# 题目 A
请把Prometheus监控一文中从“Prometheus监控”一直到“由指标名称和标签集唯一标识。”的部分逐字照抄出来。
# 题目 B
将数据行里从含有“grass slope, then report the bounding box.”的那一行一直到含有“[0,152,400,274]”的那一行(首尾两行都算)转成JSON字符串列表,每行对应一个字符串,空行略去,只给出这几行。

# 提取文本
Prometheus监控
📋 概述
Prometheus是一个开源的监控和告警系统,专为云原生环境设计。它通过拉取模式收集指标,提供强大的查询语言PromQL,并与Grafana等工具集成提供可视化。
🎯 学习目标
- 掌握Prometheus的架构和工作原理
- 学会在Node.js应用中集成Prometheus
- 了解PromQL查询语言
- 掌握告警规则配置
📚 Prometheus核心概念
数据模型
Prometheus将所有数据存储为时间序列,每个时间序列由指标名称和标签集唯一标识。
指标格式:
<metric name>{<label name>=<label value>, ...} value [timestamp]
示例:
http_requests_total{method="POST", handler="/api/users"} 1027 1395066363000
指标类型
1. Counter(计数器)
只能增加的累积指标。
javascript
const client = require('prom-client');
const httpRequestsTotal = new client.Counter({
name: 'http_requests_total',
help: 'Total number of HTTP requests',
labelNames: ['method', 'route', 'status_code']
});
// 使用
httpRequestsTotal.inc({ method: 'GET', route: '/api/users', status_code: '200' });
2. Gauge(仪表)
可增可减的瞬时值指标。

# 练习材料

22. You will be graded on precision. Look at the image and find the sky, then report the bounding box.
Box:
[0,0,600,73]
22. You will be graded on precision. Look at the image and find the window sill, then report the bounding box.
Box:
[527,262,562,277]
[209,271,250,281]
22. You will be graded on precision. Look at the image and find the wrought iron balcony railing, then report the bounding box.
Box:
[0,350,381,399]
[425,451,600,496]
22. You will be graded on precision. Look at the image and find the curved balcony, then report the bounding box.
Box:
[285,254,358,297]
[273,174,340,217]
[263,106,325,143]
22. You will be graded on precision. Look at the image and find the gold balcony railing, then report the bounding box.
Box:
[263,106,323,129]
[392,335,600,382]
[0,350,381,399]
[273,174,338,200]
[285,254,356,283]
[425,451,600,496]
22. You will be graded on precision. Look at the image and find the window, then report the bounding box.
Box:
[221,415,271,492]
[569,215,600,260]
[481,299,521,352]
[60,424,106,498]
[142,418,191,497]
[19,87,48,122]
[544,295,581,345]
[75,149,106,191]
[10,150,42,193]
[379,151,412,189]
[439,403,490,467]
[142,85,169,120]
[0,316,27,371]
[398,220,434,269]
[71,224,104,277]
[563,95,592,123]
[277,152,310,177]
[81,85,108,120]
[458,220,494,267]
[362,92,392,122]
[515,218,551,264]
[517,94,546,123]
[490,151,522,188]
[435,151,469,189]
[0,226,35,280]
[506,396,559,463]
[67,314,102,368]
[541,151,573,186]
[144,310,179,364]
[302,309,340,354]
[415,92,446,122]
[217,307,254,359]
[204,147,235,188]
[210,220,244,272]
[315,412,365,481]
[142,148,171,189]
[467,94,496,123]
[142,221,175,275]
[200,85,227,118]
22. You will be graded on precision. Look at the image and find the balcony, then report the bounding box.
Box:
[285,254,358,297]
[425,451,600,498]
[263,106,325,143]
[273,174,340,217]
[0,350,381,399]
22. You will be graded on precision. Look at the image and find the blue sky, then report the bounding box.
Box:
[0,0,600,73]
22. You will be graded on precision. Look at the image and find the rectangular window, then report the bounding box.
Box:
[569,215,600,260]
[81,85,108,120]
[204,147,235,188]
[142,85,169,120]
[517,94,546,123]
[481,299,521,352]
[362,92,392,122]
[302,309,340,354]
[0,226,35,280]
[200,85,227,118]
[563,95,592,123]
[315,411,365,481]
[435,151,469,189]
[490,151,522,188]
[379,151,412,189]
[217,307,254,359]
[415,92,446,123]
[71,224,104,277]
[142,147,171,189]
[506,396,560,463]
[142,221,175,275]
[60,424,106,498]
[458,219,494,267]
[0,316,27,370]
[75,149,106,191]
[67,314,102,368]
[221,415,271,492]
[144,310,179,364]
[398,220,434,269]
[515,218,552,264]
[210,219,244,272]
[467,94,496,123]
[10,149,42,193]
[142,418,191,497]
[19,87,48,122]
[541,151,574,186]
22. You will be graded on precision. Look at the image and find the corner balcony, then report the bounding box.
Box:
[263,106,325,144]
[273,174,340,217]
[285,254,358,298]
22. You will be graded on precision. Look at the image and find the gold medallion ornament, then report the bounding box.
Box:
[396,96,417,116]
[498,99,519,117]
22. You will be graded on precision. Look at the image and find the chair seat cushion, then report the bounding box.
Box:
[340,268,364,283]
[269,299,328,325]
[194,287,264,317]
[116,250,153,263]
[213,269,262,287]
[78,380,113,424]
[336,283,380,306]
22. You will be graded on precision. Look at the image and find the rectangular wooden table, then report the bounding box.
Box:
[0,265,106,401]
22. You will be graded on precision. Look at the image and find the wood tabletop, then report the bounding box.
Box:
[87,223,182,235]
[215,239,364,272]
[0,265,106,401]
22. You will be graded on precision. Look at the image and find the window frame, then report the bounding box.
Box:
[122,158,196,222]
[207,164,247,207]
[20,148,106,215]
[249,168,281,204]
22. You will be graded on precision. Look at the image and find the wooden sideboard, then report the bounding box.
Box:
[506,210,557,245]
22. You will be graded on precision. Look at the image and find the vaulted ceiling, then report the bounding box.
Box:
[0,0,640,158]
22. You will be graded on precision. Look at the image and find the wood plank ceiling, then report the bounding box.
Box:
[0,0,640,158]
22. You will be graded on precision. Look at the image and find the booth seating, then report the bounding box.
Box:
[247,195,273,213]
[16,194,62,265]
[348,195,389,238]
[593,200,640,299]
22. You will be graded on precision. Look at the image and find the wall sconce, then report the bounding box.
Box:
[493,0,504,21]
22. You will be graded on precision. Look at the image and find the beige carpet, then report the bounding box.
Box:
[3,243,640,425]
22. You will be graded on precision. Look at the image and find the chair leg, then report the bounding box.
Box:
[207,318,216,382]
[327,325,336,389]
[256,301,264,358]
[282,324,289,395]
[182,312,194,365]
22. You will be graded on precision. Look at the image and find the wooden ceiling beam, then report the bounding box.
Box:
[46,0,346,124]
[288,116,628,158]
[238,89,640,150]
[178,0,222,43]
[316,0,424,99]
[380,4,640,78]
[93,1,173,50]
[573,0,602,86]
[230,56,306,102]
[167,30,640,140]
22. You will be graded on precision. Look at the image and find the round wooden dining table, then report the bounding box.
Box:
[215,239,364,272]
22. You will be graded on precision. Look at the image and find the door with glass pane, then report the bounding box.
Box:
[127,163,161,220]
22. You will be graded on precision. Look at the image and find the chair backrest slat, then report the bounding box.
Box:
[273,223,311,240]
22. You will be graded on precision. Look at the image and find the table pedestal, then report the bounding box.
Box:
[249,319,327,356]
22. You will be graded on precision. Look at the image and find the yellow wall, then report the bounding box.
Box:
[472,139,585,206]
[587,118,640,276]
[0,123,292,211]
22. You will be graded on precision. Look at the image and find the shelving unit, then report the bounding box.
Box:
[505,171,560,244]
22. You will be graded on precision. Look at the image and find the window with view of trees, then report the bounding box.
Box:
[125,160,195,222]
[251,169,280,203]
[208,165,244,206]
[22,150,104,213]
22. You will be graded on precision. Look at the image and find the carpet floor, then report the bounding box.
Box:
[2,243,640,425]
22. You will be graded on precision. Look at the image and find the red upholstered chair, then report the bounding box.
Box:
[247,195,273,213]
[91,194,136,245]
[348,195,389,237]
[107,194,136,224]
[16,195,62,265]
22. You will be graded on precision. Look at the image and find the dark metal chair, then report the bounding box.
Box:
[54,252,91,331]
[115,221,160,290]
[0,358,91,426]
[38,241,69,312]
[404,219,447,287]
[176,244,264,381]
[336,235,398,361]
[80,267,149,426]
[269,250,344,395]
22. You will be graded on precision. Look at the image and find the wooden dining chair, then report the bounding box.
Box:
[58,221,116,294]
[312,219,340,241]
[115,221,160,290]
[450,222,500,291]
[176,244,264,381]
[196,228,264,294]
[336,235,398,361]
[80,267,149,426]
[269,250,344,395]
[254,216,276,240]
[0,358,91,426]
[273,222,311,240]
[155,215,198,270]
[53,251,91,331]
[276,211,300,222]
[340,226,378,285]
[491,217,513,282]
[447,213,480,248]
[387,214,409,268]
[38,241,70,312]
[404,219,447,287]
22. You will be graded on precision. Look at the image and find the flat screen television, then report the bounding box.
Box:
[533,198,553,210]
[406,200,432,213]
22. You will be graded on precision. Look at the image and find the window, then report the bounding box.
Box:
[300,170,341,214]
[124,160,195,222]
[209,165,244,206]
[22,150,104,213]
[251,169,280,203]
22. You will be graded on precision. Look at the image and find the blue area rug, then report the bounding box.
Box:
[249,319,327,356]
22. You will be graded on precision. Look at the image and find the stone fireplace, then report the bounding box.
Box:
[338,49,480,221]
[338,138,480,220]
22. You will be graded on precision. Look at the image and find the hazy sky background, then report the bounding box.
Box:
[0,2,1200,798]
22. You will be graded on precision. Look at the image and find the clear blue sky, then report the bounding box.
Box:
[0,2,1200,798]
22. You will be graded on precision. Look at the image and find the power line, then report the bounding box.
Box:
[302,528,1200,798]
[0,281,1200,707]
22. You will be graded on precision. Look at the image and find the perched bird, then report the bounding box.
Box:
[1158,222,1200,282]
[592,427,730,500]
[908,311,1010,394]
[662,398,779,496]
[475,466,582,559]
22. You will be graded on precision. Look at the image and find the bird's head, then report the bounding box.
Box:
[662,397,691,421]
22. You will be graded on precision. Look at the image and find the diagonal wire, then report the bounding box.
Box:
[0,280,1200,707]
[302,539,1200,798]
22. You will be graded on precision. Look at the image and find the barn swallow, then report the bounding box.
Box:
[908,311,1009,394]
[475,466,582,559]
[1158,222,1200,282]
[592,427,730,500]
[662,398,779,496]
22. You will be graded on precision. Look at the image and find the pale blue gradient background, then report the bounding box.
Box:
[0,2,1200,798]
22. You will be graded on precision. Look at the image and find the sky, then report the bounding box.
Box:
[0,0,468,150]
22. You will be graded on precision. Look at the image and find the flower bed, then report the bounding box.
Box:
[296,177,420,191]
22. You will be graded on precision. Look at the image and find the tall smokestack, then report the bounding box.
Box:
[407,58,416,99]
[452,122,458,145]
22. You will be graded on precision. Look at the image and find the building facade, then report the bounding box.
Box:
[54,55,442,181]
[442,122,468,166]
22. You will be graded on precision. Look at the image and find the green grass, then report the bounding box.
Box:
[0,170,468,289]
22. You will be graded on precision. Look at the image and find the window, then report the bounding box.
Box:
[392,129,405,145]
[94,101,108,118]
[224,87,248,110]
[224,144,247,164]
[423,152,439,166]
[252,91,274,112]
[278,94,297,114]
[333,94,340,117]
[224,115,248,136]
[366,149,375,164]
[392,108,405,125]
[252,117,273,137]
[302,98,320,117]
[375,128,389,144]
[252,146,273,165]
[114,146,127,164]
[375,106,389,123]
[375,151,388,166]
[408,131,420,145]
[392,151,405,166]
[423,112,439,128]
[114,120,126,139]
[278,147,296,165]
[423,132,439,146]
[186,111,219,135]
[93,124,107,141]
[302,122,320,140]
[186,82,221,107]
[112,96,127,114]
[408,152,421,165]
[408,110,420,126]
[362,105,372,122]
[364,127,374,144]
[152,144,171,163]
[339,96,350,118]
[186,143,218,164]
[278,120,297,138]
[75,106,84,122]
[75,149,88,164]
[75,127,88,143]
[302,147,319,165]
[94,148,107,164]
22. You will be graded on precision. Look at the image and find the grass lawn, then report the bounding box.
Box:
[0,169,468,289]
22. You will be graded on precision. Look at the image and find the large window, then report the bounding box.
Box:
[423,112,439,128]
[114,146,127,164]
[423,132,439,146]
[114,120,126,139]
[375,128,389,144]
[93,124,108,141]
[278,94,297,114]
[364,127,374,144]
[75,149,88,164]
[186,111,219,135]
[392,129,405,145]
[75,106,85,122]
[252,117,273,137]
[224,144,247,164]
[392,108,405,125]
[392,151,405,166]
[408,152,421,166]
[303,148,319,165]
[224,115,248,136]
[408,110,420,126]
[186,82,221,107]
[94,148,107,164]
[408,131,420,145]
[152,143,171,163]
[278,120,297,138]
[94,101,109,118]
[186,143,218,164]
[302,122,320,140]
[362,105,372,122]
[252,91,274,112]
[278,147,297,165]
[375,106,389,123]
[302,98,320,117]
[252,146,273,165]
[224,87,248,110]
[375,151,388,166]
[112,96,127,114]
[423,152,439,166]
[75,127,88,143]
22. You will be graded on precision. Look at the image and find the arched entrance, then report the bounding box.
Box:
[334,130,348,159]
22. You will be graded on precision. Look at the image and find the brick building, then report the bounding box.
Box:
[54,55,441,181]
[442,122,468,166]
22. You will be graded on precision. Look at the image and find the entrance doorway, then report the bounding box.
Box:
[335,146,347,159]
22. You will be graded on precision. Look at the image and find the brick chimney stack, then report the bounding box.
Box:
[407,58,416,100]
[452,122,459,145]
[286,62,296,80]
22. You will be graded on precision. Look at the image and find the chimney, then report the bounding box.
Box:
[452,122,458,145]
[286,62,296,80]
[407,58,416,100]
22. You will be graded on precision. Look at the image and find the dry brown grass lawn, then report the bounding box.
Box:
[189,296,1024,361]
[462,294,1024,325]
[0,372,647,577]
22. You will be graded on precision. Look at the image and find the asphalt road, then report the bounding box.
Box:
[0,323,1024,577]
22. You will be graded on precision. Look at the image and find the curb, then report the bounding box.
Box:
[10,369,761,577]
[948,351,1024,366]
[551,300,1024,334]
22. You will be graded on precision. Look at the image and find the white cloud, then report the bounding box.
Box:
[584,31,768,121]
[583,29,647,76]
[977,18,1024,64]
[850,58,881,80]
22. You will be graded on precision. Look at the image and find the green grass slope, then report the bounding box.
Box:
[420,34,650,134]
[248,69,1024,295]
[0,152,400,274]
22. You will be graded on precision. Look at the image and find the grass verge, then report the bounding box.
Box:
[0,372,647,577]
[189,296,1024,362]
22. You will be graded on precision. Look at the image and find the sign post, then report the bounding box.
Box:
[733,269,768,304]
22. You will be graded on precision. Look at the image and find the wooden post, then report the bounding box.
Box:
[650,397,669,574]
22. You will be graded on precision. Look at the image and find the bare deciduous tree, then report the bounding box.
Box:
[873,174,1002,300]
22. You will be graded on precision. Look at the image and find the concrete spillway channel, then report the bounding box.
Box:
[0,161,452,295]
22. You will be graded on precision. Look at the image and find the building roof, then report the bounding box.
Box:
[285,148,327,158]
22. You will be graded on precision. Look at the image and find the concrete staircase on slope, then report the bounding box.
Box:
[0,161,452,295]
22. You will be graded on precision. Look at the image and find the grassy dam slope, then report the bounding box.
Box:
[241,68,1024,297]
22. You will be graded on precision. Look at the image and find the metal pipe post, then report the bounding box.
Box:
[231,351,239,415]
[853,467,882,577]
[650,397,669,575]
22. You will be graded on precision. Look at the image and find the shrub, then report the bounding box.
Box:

# 解答 A
Prometheus监控
📋 概述
Prometheus是一个开源的监控和告警系统,专为云原生环境设计。它通过拉取模式收集指标,提供强大的查询语言PromQL,并与Grafana等工具集成提供可视化。
🎯 学习目标
- 掌握Prometheus的架构和工作原理
- 学会在Node.js应用中集成Prometheus
- 了解PromQL查询语言
- 掌握告警规则配置
📚 Prometheus核心概念
数据模型
Prometheus将所有数据存储为时间序列,每个时间序列由指标名称和标签集唯一标识。

# 解答 B
[
  "22. You will be graded on precision. Look at the image and find the green grass slope, then report the bounding box.",
  "Box:",
  "[420,34,650,134]",
  "[248,69,1024,295]",
  "[0,152,400,274]"
]